• Task item:
Copy everything in the BCR protein text from "Clinical significance" down to "chromosome 9 breakpoint.", word for word.
──────── Passage shown
The breakpoint cluster region protein (BCR) also known as renal carcinoma antigen NY-REN-26 is a protein that in humans is encoded by the BCR gene. BCR is one of the two genes in the BCR-ABL fusion protein, which is associated with the Philadelphia chromosome. Two transcript variants encoding different isoforms have been found for this gene.

Function 

Although the BCR-ABL fusion protein has been much studied, the function of the normal BCR gene product is still not clear. The protein has serine/threonine kinase activity and is a guanine nucleotide exchange factor for the Rho family of GTPases including RhoA.

Clinical significance 

A reciprocal translocation between chromosomes 22 and 9 produces the Philadelphia chromosome, which is often found in patients with chronic myelogenous leukemia. The chromosome 22 breakpoint for this translocation is located within the BCR gene. The translocation produces a fusion protein that is encoded by sequence from both BCR and ABL, the gene at the chromosome 9 breakpoint.
────────────────
──────── Provided material
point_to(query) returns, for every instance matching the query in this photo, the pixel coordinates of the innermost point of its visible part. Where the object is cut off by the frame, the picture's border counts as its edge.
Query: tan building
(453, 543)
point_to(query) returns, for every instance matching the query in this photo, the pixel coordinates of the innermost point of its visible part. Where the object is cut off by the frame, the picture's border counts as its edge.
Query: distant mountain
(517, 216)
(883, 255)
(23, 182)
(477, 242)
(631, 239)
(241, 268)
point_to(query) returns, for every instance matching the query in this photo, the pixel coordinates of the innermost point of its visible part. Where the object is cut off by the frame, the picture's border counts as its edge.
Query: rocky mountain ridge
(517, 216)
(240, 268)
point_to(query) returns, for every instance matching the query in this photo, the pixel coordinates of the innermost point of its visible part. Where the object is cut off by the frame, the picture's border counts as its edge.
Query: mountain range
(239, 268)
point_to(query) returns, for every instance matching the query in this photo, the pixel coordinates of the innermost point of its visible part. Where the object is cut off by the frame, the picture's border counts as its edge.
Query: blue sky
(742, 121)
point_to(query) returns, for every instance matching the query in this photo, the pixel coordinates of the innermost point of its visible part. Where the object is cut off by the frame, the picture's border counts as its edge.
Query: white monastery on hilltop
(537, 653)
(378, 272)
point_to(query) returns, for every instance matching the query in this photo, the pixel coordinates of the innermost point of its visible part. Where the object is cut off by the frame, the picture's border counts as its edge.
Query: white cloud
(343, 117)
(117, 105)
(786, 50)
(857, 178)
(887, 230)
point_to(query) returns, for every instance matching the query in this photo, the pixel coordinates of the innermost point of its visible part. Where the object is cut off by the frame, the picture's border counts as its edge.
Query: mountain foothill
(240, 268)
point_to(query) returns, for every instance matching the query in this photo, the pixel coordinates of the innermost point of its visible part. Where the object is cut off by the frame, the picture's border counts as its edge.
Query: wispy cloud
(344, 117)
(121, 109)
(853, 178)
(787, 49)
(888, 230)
────────────────
• Answer area:
Clinical significance 

A reciprocal translocation between chromosomes 22 and 9 produces the Philadelphia chromosome, which is often found in patients with chronic myelogenous leukemia. The chromosome 22 breakpoint for this translocation is located within the BCR gene. The translocation produces a fusion protein that is encoded by sequence from both BCR and ABL, the gene at the chromosome 9 breakpoint.